■ Short exercise: Retype the court decision below word for word, everything from "March 1909 - Philippine" down to "which remains unsettled.".

■ Provided passage:
- - - -
March 1909 - Philippine Supreme Court Decisions/Resolutions
[G. R. No. 4761. March 2, 1909.]
GUTIERREZ HERMANOS, Plaintiffs-Appellees, vs. MARIANO FUENTEBELLA, Defendant-Appellant.
D E C I S I O N
On the 26th day of August, 1903, the Defendant signed the following document, which at the trial in the court below was marked Exhibit A: chanrobles virtualawlibrary
“All my accounts with the late Don Tomas R. Perez having been settled this day, I declare that I am indebted for the balance of $22,509. 03, Mexican currency, resulting therefrom, which sum I bind myself to pay to his widow Dona Concepcion Valero, and all the receipts and vales dated prior to this are hereby annulled by both parties, the account of the business at Goa carried on by Don Simon Perfecto being the only one which remains unsettled.
“Lagonoy, August 26, 1903.
(Signed) “MARIANO FUENTEBELLA.
“Note. — Signed in duplicate, one copy retained by each. ”
When the Plaintiffs as assignees of Dona Concepcion Valero brought this action against the amount mentioned in Exhibit A, he claimed that, in the settlement of the accounts as a result of which Exhibit A was signed, two mistakes had been committed against him.
- - - -
■ Extracted information:
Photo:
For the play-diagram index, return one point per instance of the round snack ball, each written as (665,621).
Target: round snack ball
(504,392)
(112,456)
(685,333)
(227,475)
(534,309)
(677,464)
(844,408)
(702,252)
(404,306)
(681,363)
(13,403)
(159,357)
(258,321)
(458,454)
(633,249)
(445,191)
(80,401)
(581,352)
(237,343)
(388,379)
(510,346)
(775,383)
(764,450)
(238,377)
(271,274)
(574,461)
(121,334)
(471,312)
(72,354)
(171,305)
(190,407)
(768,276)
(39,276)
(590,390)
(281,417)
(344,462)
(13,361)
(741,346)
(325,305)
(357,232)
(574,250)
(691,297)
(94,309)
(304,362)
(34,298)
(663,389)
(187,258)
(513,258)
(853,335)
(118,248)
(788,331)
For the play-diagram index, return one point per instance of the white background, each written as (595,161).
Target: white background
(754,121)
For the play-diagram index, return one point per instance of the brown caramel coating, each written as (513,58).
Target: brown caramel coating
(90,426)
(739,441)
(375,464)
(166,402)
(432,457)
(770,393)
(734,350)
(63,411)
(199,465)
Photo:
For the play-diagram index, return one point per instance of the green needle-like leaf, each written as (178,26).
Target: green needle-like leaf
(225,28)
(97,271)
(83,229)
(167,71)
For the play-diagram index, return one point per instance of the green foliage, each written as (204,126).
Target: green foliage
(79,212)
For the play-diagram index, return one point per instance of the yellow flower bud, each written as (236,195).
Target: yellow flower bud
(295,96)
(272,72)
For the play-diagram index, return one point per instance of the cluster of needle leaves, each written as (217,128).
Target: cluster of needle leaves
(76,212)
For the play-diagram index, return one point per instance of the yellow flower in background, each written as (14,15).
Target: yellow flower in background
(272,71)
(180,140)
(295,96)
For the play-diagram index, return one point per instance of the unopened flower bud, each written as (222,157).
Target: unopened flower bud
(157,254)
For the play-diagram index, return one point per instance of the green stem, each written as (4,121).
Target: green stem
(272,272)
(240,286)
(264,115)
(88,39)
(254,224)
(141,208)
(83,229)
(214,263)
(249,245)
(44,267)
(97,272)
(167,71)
- - - -
■ Task solution:
March 1909 - Philippine Supreme Court Decisions/Resolutions
[G. R. No. 4761. March 2, 1909.]
GUTIERREZ HERMANOS, Plaintiffs-Appellees, vs. MARIANO FUENTEBELLA, Defendant-Appellant.
D E C I S I O N
On the 26th day of August, 1903, the Defendant signed the following document, which at the trial in the court below was marked Exhibit A: chanrobles virtualawlibrary
“All my accounts with the late Don Tomas R. Perez having been settled this day, I declare that I am indebted for the balance of $22,509. 03, Mexican currency, resulting therefrom, which sum I bind myself to pay to his widow Dona Concepcion Valero, and all the receipts and vales dated prior to this are hereby annulled by both parties, the account of the business at Goa carried on by Don Simon Perfecto being the only one which remains unsettled.